RECORD EXTRACTS =
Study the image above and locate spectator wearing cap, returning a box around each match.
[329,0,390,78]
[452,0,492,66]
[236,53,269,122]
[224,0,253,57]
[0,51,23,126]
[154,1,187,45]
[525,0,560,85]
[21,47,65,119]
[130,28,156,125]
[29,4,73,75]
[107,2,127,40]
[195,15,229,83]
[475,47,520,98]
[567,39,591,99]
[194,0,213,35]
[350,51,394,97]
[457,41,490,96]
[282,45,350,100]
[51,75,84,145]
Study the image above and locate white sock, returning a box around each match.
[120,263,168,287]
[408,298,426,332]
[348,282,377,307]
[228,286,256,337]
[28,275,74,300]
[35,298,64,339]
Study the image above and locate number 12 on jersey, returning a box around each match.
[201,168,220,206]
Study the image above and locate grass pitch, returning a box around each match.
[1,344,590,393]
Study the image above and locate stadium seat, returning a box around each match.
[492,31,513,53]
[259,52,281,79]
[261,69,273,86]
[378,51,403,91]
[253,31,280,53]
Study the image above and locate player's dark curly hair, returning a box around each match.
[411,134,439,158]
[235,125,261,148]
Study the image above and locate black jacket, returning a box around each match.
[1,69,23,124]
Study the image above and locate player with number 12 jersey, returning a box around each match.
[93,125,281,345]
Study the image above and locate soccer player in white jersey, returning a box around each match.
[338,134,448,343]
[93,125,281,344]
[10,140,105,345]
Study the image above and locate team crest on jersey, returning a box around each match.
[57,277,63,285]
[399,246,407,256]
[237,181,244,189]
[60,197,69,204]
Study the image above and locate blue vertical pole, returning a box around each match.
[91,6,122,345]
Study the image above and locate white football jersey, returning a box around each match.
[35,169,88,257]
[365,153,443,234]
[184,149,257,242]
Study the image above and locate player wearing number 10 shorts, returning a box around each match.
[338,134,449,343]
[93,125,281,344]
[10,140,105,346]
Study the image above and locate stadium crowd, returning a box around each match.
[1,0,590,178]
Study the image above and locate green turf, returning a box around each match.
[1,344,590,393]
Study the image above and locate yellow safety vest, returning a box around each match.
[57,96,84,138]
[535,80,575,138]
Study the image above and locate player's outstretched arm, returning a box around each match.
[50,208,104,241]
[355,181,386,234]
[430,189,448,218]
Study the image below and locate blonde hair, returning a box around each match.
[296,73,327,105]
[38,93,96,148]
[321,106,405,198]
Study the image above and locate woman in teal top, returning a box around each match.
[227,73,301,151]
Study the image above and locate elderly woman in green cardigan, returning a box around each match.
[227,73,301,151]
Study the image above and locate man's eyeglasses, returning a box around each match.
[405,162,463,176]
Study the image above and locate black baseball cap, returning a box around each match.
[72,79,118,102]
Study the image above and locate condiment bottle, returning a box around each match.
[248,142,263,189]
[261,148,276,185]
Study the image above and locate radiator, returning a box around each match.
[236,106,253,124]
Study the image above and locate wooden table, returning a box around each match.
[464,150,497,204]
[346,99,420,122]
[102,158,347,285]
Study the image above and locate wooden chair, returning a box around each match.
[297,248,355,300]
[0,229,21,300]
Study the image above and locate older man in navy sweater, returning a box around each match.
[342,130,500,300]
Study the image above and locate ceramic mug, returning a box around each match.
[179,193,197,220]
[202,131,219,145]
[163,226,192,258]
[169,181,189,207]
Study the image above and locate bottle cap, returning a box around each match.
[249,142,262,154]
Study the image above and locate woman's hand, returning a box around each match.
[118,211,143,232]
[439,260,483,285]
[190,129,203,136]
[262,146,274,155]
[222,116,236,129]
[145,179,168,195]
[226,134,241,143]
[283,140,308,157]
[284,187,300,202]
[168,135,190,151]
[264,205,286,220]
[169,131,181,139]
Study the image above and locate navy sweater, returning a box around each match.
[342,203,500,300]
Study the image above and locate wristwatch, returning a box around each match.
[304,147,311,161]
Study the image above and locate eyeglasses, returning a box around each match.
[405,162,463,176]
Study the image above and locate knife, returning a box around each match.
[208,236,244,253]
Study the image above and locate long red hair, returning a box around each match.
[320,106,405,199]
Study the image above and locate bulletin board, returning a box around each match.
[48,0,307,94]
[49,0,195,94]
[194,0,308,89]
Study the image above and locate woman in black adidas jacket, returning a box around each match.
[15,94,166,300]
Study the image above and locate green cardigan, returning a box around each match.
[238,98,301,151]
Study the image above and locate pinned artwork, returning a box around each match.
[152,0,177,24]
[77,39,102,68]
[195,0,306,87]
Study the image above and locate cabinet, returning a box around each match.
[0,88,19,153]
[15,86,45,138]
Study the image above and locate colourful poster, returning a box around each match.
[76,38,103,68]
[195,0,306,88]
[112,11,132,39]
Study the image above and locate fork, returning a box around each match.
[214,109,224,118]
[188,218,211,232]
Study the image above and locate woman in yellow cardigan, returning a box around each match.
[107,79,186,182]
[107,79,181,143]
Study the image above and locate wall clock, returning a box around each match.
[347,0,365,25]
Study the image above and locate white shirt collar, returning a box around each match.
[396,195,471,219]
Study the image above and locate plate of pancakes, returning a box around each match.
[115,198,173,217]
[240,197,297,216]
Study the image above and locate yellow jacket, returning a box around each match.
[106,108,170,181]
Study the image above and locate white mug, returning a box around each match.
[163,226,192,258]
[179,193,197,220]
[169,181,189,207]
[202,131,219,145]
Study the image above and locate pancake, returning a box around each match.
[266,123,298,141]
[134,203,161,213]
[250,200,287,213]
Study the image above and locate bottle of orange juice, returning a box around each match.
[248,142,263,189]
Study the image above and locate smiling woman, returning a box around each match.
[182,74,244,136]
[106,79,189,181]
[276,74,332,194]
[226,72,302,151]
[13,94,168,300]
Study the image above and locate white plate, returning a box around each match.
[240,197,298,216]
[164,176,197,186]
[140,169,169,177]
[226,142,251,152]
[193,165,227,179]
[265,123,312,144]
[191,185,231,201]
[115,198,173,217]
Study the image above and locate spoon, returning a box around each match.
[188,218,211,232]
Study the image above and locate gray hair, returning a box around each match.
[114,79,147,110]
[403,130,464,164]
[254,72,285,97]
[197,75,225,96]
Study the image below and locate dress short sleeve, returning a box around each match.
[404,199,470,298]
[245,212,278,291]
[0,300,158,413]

BRIEF = All of the data, start to finish: please output it exactly.

SOLUTION =
Study the image above and locate spectator wearing cap, returning a box around each match.
[329,0,390,78]
[452,0,492,66]
[236,53,269,122]
[224,0,253,57]
[0,51,23,126]
[154,1,187,45]
[525,0,560,85]
[21,47,65,119]
[130,28,156,125]
[29,4,73,75]
[107,2,127,40]
[195,15,229,83]
[475,47,520,98]
[567,39,591,99]
[194,0,213,35]
[350,51,394,97]
[457,41,490,96]
[282,45,350,100]
[51,75,84,145]
Study the image above and locate white sock, returning a box around each match.
[120,263,168,287]
[408,298,426,332]
[348,282,377,307]
[228,286,256,337]
[28,275,74,300]
[35,298,64,339]
Study the image above and locate number 12 on jersey, returning a box around each match.
[201,168,220,206]
Study the image above and locate grass pitch, returning a box around each match.
[1,344,590,393]
Study the image above and locate stadium seat, returning a box around each match.
[492,31,513,53]
[259,52,281,79]
[261,69,273,86]
[378,51,403,91]
[253,31,280,53]
Study the image above and locate player's dark curly hair, returning a box around each match.
[411,134,439,158]
[235,125,261,148]
Study the image above and locate black jacket, returning a box around each match.
[1,69,23,124]
Study the image above and locate player with number 12 jersey, returning a box around each match.
[93,125,281,345]
Study the image above and locate soccer player in white jersey, returning a box around each match.
[338,134,448,343]
[93,125,281,344]
[10,140,105,345]
Study the image above and locate team crest on jersey, returning a box around each match.
[57,277,63,285]
[399,246,407,256]
[237,181,244,189]
[60,197,69,204]
Study the image above and locate blue vertical pole, returning a box around each match.
[91,6,122,345]
Study the image above and locate white football jersey, returning a box around each match.
[35,169,88,257]
[365,153,443,234]
[184,149,257,242]
Study the image above and locate player wearing number 10 shorts, returning a box around each match.
[338,134,449,343]
[93,125,281,344]
[10,140,105,346]
Study the image above and locate stadium crowd, returning a box around each match.
[1,0,590,178]
Study the image above and locate green turf, returning a box around each match.
[1,344,590,393]
Study the image above and locate yellow safety vest, returning a box around each match.
[57,96,84,138]
[535,80,575,138]
Study the image above and locate player's outstretched arm, returning a box around each match.
[50,208,104,241]
[355,181,386,234]
[430,189,448,218]
Study the image below and locate blonde hair, returning a box around each match.
[296,73,327,105]
[38,93,96,148]
[321,106,405,198]
Study the image above and locate woman in teal top, returning a box around each match.
[227,73,301,151]
Study the image above and locate elderly woman in green cardigan, returning a box around each match.
[227,73,301,151]
Study the image above and locate man's eyeglasses, returning a box around each match.
[405,162,463,176]
Study the image above and locate black baseball cap, returning a box around each match.
[72,79,118,102]
Study the image above and locate condiment bottle, returning a box around each match.
[248,142,263,189]
[261,148,276,185]
Study the image above and locate radiator, returning a box around each match.
[236,106,253,124]
Study the image above and locate wooden table, returning a box around each match.
[464,150,497,204]
[346,99,420,122]
[102,158,347,285]
Study the image above and locate wooden chair, returning a box around each match.
[297,248,355,300]
[0,229,21,300]
Study the image above and locate older man in navy sweater, returning a box around each match.
[342,130,500,300]
Study the image above and locate ceramic mug, returning a box around each match.
[179,193,197,220]
[202,131,219,145]
[163,226,192,258]
[169,181,189,207]
Study the image above and locate bottle cap, returning a box around each match.
[249,142,262,154]
Study the image above and locate woman's hand, returning a box around each match.
[118,211,143,232]
[439,260,483,285]
[190,129,203,136]
[262,146,274,155]
[222,116,236,129]
[145,179,168,195]
[226,134,241,143]
[283,140,308,157]
[284,187,300,202]
[168,135,190,151]
[264,205,286,220]
[169,131,181,139]
Study the image above and locate navy sweater, returning a box around each match.
[342,203,500,300]
Study the image above and locate wristwatch, returning a box around each match.
[304,147,311,161]
Study the image above and locate eyeglasses, returning a box around each match.
[405,162,463,176]
Study the image above and locate knife, returning a box around each match.
[208,236,244,253]
Study the image above and locate long red hair, returning a box around each match.
[320,106,405,199]
Study the image above and locate bulletin board, returning a box around each match.
[48,0,307,94]
[49,0,195,94]
[194,0,308,89]
Study the image above and locate woman in black adidas jacket, returning a box around each match.
[15,94,166,300]
Study the image above and locate green cardigan, returning a box around each match.
[238,98,301,151]
Study the image above and locate pinned artwork, returning a box around each match.
[152,0,177,24]
[77,39,102,68]
[195,0,306,87]
Study the image above and locate cabinet, returning a box around each match.
[0,88,19,153]
[15,86,45,138]
Study the image above and locate colourful poster, returning a box around each match.
[76,38,103,68]
[195,0,306,88]
[112,11,132,39]
Study the image above and locate fork, returning a box around each match.
[214,109,224,118]
[188,218,211,232]
Study the image above and locate woman in yellow cardigan, returning a box around each match.
[107,79,186,182]
[107,79,181,143]
Study the image above and locate wall clock, returning a box around each match.
[347,0,365,25]
Study the image above and locate white shirt collar, returning a box around each match.
[396,195,471,219]
Study the image above and locate plate of pancakes, returning a box around each match.
[115,198,173,217]
[240,197,297,216]
Study the image above and locate yellow jacket, returning a box around each match.
[106,108,170,181]
Study the image above and locate white mug, returning a box around each match.
[163,226,192,258]
[179,193,197,220]
[169,181,189,207]
[202,131,219,145]
Study the image above and locate pancake, returning a box around each match.
[266,123,298,141]
[134,203,161,213]
[250,200,287,213]
Study the image above and locate bottle of orange juice, returning a box around each match.
[248,142,263,189]
Study the image above and locate smiling woman, returning a box around each match.
[182,74,244,136]
[106,79,189,181]
[276,74,332,194]
[226,72,302,151]
[13,94,168,300]
Study the image above and locate white plate, returning a box around each match.
[240,197,298,216]
[164,176,197,186]
[140,169,169,177]
[226,142,251,152]
[193,165,227,179]
[265,123,312,144]
[191,185,231,201]
[115,198,173,217]
Study the image above and locate spoon, returning a box around each match.
[188,218,211,232]
Study the image above and locate gray hair, returning a box around each match.
[114,79,147,110]
[403,130,464,164]
[254,72,285,97]
[197,75,225,96]
Study the image below and locate dress short sleeve, returning a box around each match.
[404,199,470,298]
[245,212,278,291]
[0,300,158,413]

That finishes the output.